> [Written instruction] Render the records below as a numbered list with no blank lines, from the line with "outcrop. If yes, indicate where." through the line with "[35,38,45,42]", both included. Leave out the pictures.

> [Given data]
....................

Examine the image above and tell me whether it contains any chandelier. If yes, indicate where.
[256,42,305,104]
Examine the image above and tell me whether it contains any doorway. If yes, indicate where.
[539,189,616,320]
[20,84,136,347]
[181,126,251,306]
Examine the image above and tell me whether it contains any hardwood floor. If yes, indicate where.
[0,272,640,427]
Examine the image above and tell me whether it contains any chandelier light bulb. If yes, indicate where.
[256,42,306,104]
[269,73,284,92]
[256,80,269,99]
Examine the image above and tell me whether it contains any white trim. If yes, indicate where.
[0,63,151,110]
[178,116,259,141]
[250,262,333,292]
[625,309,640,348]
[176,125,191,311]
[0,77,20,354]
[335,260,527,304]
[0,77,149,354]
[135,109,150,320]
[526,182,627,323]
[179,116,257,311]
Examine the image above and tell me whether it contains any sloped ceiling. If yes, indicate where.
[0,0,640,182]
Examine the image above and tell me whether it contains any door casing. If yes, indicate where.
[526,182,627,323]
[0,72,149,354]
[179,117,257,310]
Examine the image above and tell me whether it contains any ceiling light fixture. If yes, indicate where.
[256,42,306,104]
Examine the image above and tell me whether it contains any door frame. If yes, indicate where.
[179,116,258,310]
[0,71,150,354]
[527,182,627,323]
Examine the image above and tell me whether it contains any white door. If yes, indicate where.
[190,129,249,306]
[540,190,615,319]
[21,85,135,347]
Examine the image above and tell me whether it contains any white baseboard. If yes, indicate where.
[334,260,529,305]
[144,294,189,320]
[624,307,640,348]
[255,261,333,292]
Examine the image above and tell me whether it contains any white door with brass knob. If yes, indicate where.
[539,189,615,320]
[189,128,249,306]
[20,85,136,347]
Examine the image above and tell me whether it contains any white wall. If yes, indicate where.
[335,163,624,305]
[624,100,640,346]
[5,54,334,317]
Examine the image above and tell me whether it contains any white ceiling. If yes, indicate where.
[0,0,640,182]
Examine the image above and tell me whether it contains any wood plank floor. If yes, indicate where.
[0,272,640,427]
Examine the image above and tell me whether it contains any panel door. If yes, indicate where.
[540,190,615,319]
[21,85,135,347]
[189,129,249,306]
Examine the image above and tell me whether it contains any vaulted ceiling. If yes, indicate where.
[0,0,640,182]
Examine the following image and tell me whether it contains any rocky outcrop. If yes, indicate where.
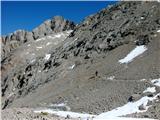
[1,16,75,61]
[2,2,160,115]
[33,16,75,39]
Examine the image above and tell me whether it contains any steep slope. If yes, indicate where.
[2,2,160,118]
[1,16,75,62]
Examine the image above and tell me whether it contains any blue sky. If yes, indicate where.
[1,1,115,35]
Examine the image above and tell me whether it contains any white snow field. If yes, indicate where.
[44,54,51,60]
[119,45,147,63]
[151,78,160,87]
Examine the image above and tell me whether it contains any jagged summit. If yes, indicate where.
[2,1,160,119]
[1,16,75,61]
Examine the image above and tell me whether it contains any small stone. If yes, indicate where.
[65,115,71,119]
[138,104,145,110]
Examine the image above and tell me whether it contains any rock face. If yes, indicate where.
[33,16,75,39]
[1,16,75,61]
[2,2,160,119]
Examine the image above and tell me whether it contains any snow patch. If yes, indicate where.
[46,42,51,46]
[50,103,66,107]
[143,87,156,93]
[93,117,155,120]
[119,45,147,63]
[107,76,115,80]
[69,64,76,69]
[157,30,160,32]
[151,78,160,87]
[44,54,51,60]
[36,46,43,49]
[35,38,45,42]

....................

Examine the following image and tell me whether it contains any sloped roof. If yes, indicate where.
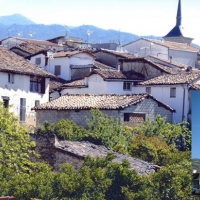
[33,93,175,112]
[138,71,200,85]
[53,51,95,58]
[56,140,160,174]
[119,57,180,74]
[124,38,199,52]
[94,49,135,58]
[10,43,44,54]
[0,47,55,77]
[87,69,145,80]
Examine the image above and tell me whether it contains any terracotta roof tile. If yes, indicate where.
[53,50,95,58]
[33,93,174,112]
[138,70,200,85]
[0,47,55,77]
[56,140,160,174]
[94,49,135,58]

....................

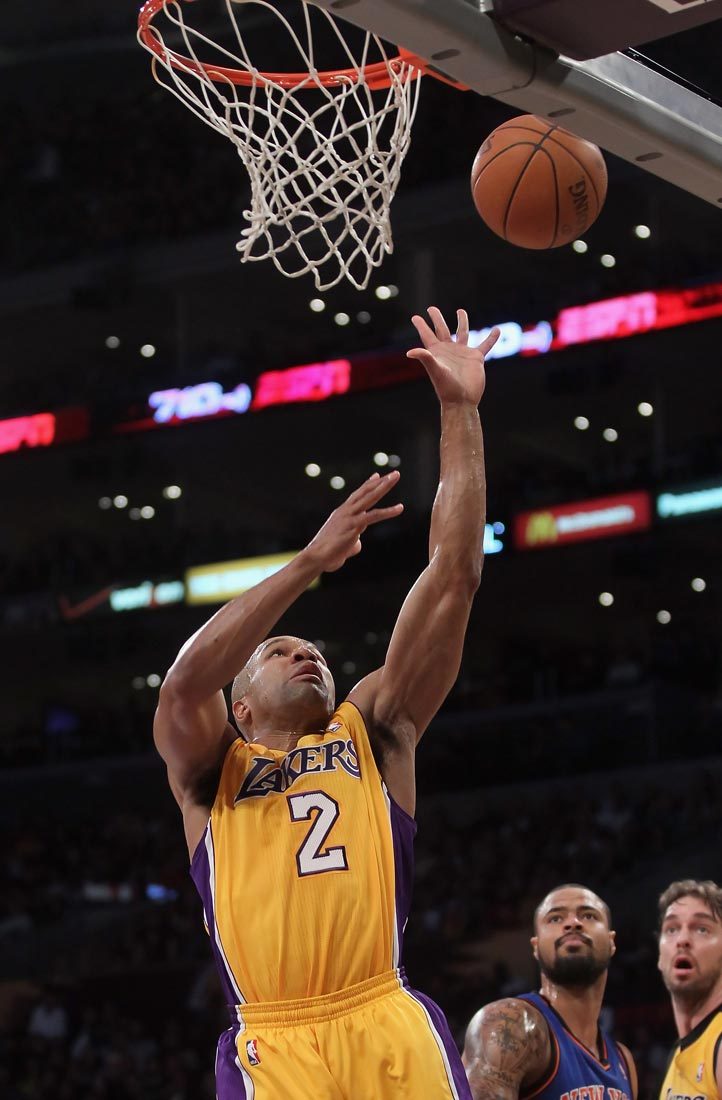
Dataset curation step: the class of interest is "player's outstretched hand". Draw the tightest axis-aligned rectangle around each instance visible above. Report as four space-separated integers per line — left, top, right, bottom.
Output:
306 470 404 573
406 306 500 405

....................

> [Complete answer]
1. Examine the following image and tell me whether it contains any rocky outcrop. If yes, indicate where.
2. [1,16,75,61]
3. [2,2,160,115]
4. [33,16,75,39]
5. Examine the image above and tell me whether it contains any steep slope. If yes, indicate where.
6. [2,2,160,118]
7. [1,16,75,62]
8. Examine the image above and tell me whether it contains any blue sky. If yes, indicate where.
9. [1,1,115,35]
10. Examine the image above and tell me whether it contains any white snow field. If yes, indicate where.
11. [44,54,51,60]
12. [119,45,147,63]
13. [151,78,160,87]
14. Examine the image above and tell me whether it contains any jagged summit. If yes, indicate where.
15. [2,1,160,119]
16. [1,16,75,61]
17. Examine the image above and tell me whether it contains any small stone. If yes, indicate where.
18. [65,115,71,119]
19. [138,104,145,110]
20. Examine the image above and tell me whether it contains any rock face. If yes, indicate where.
21. [33,16,75,39]
22. [1,16,75,61]
23. [2,2,160,119]
24. Examine the image above and tell me whether it contains any snow patch. If yes, indicate where.
25. [46,42,51,46]
26. [50,103,66,107]
27. [143,87,156,93]
28. [93,117,155,120]
29. [119,45,147,63]
30. [107,76,115,80]
31. [69,64,76,69]
32. [157,30,160,32]
33. [151,78,160,87]
34. [44,54,51,60]
35. [36,46,43,49]
36. [35,38,45,42]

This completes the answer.